-- BEGIN --

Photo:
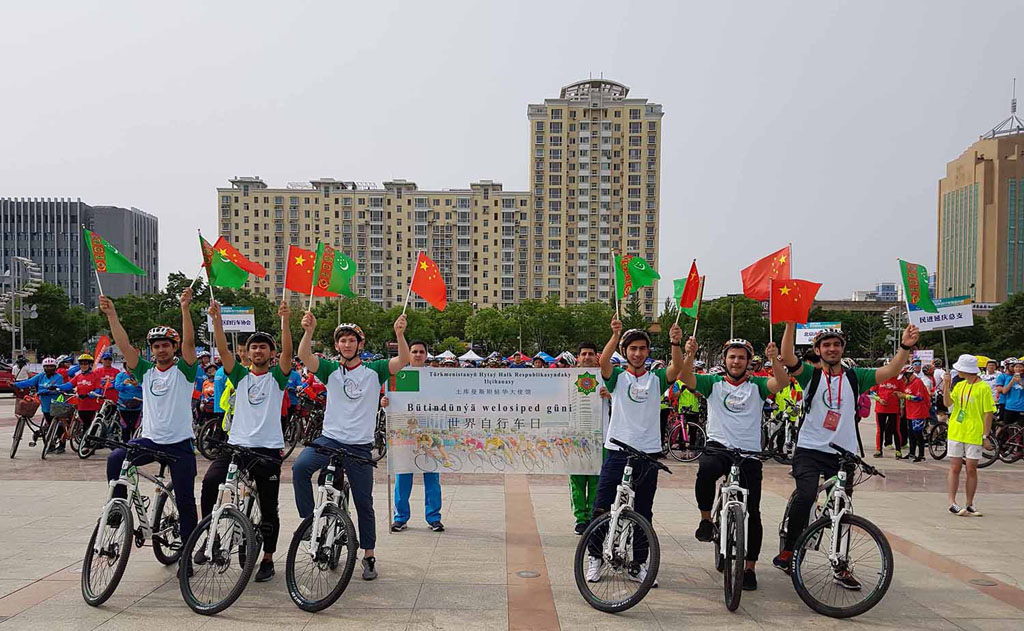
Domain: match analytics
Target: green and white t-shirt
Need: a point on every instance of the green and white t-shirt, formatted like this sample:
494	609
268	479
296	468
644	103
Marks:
352	397
734	410
835	393
257	408
166	401
636	409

-- END --

__WORK TO COMPLETE__: Reproduce all of the records above in full, requests included, leaving out the pictures, and add 101 to every point coordinate in the marks.

__WRITTEN SOLUTION__:
Photo:
Domain: match analytics
Target: green and white t-shirt
Need: a point on every instance of the green and white t-shirt, formatted like this sample:
494	609
268	479
296	468
644	103
Marks:
453	498
835	511
936	494
358	509
267	502
737	510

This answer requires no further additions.